[Task instructions]:
Extract each line of the rows below that contains the string "child". The match must respect letter case.

(Records from a point annotation dataset)

● ● ● ●

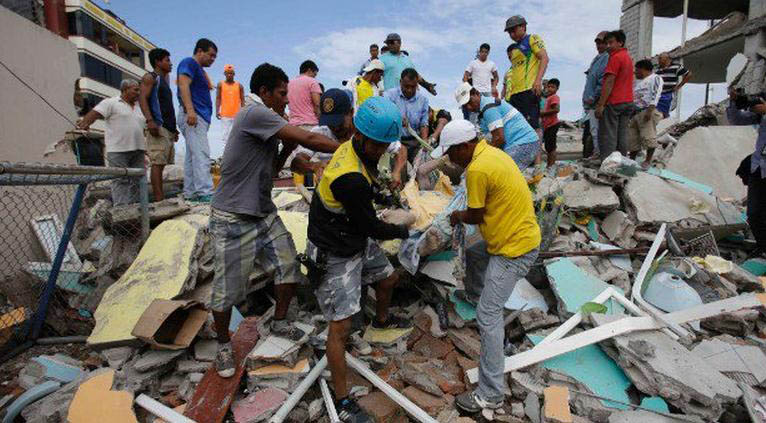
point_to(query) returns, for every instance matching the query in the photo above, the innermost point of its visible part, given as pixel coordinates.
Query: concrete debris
(661, 366)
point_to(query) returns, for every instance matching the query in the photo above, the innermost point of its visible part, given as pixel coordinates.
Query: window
(105, 73)
(84, 25)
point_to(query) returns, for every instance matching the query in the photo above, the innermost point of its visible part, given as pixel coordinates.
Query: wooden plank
(214, 394)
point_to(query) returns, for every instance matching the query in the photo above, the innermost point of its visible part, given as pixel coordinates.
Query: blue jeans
(493, 278)
(197, 178)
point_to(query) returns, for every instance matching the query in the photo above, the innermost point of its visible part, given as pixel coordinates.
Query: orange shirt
(230, 99)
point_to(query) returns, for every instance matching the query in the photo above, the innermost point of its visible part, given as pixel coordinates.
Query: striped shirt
(671, 76)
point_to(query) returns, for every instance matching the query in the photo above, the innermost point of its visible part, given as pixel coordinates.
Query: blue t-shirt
(516, 129)
(394, 65)
(199, 88)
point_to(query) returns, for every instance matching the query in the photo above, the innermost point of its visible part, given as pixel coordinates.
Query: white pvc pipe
(299, 392)
(162, 411)
(328, 401)
(392, 393)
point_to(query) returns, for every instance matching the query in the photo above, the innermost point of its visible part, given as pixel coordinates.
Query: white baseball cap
(463, 94)
(456, 132)
(374, 64)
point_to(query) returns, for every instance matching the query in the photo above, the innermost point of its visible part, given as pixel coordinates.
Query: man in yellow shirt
(529, 61)
(366, 86)
(499, 202)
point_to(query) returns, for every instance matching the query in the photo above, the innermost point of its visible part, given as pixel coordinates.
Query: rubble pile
(644, 306)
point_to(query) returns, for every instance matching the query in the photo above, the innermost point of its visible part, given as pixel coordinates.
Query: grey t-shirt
(248, 163)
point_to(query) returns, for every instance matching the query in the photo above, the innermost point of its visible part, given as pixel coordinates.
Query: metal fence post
(143, 188)
(50, 286)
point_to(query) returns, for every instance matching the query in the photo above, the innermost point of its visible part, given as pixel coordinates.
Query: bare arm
(184, 81)
(218, 101)
(542, 55)
(88, 119)
(311, 140)
(147, 84)
(315, 97)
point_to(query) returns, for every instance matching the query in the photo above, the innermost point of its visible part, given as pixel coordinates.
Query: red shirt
(621, 66)
(550, 120)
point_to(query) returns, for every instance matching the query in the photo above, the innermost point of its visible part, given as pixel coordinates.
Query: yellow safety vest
(343, 161)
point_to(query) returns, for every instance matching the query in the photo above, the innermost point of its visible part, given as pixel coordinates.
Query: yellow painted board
(161, 270)
(96, 402)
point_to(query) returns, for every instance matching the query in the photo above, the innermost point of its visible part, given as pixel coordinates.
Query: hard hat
(378, 118)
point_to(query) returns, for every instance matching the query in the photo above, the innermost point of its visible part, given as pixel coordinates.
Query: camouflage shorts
(340, 291)
(240, 243)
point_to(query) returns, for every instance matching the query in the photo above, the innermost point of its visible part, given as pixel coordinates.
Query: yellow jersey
(524, 63)
(494, 183)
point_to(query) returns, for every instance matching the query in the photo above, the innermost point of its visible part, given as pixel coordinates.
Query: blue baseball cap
(379, 118)
(334, 105)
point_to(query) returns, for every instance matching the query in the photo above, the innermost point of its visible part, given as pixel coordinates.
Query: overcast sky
(441, 37)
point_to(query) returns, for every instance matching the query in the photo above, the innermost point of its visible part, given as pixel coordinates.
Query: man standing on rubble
(124, 138)
(342, 228)
(509, 130)
(674, 76)
(194, 119)
(156, 102)
(593, 80)
(753, 171)
(395, 61)
(413, 107)
(529, 61)
(500, 202)
(243, 221)
(229, 98)
(615, 105)
(642, 128)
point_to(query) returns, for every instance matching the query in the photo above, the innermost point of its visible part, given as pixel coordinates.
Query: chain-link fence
(63, 241)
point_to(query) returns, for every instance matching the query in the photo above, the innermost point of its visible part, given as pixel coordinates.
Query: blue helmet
(378, 118)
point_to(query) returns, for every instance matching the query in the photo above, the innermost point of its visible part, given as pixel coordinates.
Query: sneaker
(224, 361)
(359, 344)
(470, 402)
(393, 322)
(283, 329)
(349, 412)
(462, 295)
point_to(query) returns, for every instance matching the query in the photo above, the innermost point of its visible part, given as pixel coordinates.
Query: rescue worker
(342, 233)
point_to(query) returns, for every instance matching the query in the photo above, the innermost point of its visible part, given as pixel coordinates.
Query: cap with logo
(379, 118)
(374, 64)
(463, 94)
(514, 21)
(393, 37)
(334, 105)
(457, 132)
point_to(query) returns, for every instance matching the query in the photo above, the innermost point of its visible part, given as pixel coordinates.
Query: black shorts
(550, 136)
(528, 104)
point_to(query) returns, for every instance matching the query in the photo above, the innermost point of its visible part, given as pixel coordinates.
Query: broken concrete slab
(653, 200)
(574, 287)
(743, 363)
(96, 402)
(214, 394)
(556, 407)
(582, 195)
(700, 155)
(165, 267)
(154, 359)
(661, 366)
(258, 406)
(591, 367)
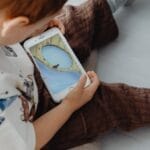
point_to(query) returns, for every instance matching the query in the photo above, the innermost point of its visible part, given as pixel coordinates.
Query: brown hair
(33, 9)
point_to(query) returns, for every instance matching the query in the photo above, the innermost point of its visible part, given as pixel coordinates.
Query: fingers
(57, 23)
(81, 82)
(94, 82)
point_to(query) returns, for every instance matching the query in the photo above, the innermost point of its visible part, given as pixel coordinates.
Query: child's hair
(33, 9)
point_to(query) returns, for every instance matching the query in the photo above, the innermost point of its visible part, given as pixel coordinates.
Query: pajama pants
(89, 26)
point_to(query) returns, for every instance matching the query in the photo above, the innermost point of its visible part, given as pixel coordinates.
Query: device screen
(57, 66)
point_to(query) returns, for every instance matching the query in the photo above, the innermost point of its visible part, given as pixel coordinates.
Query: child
(108, 105)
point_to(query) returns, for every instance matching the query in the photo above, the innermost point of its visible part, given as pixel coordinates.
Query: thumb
(81, 82)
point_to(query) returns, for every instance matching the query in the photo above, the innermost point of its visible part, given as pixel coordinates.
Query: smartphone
(60, 69)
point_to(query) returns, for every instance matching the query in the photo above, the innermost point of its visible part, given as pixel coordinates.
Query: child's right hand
(80, 95)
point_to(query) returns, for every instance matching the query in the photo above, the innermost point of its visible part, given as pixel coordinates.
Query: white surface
(127, 60)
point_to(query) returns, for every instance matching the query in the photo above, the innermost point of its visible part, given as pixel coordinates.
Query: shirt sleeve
(11, 139)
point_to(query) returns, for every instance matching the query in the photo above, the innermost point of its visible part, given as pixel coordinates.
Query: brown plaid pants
(88, 26)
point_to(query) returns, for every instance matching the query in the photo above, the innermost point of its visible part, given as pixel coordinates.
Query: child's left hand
(57, 23)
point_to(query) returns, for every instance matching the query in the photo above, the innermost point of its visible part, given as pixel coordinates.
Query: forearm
(47, 125)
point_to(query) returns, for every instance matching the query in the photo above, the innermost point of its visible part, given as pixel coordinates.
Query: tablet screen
(57, 66)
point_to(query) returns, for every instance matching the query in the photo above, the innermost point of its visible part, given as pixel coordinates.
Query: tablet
(60, 69)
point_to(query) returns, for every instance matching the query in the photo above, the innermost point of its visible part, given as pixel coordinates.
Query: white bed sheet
(126, 60)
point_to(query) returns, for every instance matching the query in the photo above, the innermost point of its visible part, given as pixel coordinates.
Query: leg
(113, 106)
(86, 26)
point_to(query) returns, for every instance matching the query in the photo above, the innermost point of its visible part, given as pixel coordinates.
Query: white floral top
(18, 99)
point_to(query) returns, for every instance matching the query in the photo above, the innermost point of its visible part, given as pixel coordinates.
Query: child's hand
(81, 95)
(57, 23)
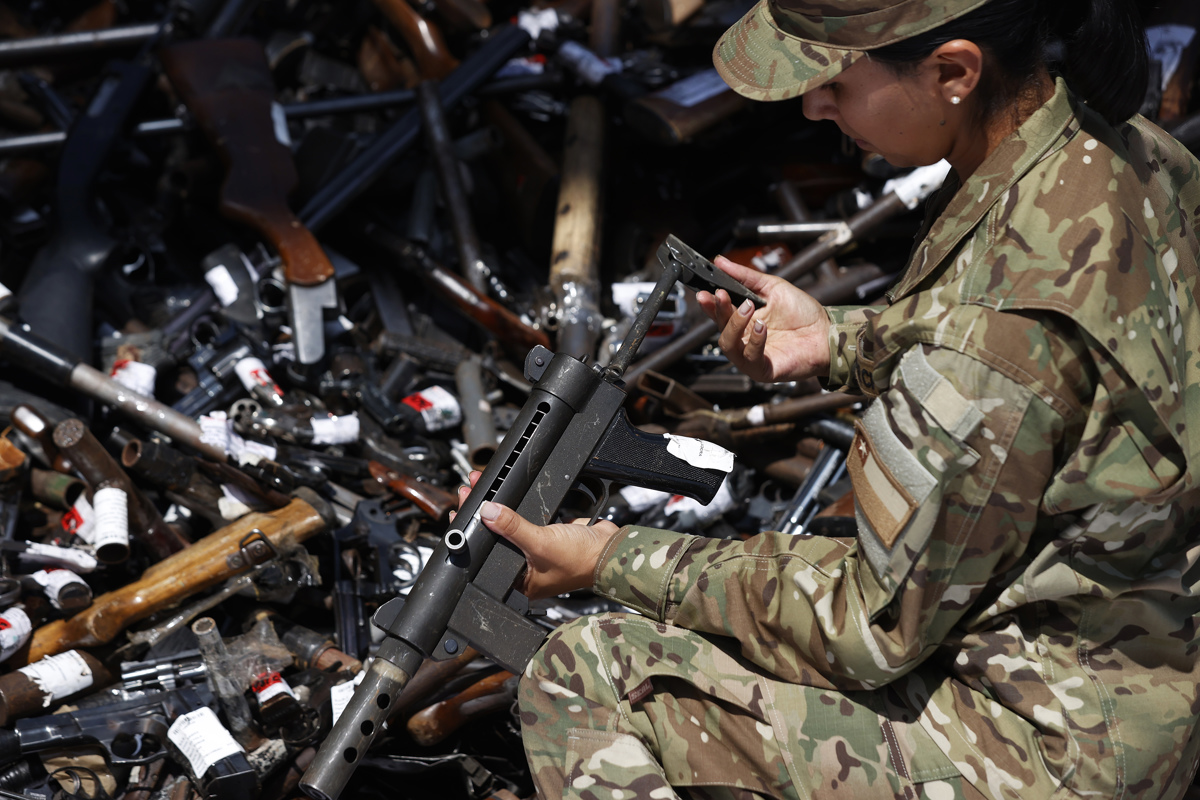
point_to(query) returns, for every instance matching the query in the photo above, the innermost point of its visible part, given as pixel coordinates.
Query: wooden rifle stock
(483, 311)
(429, 47)
(431, 499)
(209, 561)
(227, 85)
(486, 696)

● ● ● ●

[Exercise output]:
Query: child's hair
Query: child
Query: child's right hand
Query: child's left hand
Query: child's hand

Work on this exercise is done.